Source passage:
━━━━━━━━━━━━━━━━━━━━━━━━━━━━━━

Matt hooks up a surveillance system to see what is happening at home. And what he sees is terrifying. He checks his phone and finds a torch wielding mob of hillbillies walking towards the house. In the meantime, Lee has already accused Shelby of messing with her but hears a noise in the house. Checking the house out, the two go down into the basement. And I mean, when does anything good happen in a basement? A television suddenly turns on and plays a video of a man in the woods with a camera. He jolts the camera upward to what seems to be a person wearing a pig’s head. Creepy stuff! The audience still has yet to figure out the significance of the pig, especially since a dead one was found on Shelby’s and Matt’s doorstep. Now, Season One, Episode 6 titled “Piggy Piggy,” involved the urban legend that if you turn the lights off in the bathroom and say “here, piggy piggy pig” three times, the Piggy Man will appear in the mirror.  A connection?  

When Matt makes it home, he isn’t much help as usual.  Shelby does exactly what I would do in a scary-movie situation: she hops in the car and gets the heck out of there. Looking down at her phone to see Matt is calling her, anticipated but still unexpected, someone appears in front of her car and Shelby hits the person, and that person is none other than Kathy Bates, a member of the AHS vets club. Into the woods Shelby goes, as does every Final Girl in most horror films and finds herself surrounded by the men with torches, but this time there’s a man with a SCALPED HEAD approaching her. End scene. That’s it.

━━━━━━━━━━━━━━━━━━━━━━━━━━━━━━

Dataset excerpts:
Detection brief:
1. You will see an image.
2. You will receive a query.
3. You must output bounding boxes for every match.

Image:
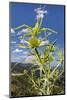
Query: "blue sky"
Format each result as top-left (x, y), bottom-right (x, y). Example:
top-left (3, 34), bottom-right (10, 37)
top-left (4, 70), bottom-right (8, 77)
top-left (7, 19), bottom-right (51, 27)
top-left (10, 2), bottom-right (64, 62)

━━━━━━━━━━━━━━━━━━━━━━━━━━━━━━

Written tasks:
- 1) In the episode recap, what is the title of Season One, Episode 6?
- 2) Carry on the episode recap from its final sentence.

Responses to the exercise:
- 1) "Piggy Piggy"

- 2)
As much as this sounds like a typical horror film, and though the narrative part is a bit cheesy, I have high hopes for the season. Though we don’t get as many canted camera angles that so-well matched the plot in Season 2: Asylum, the low angle shots with that dark and creepy score unique to AHS remind me of why I even started watching this show in the first place. And for that, I must applaud the writers. I can’t vouch for the rest of the season, but what I can say is that this episode will make you want to turn on all of the lights not only in your house, but in the American Horror house too!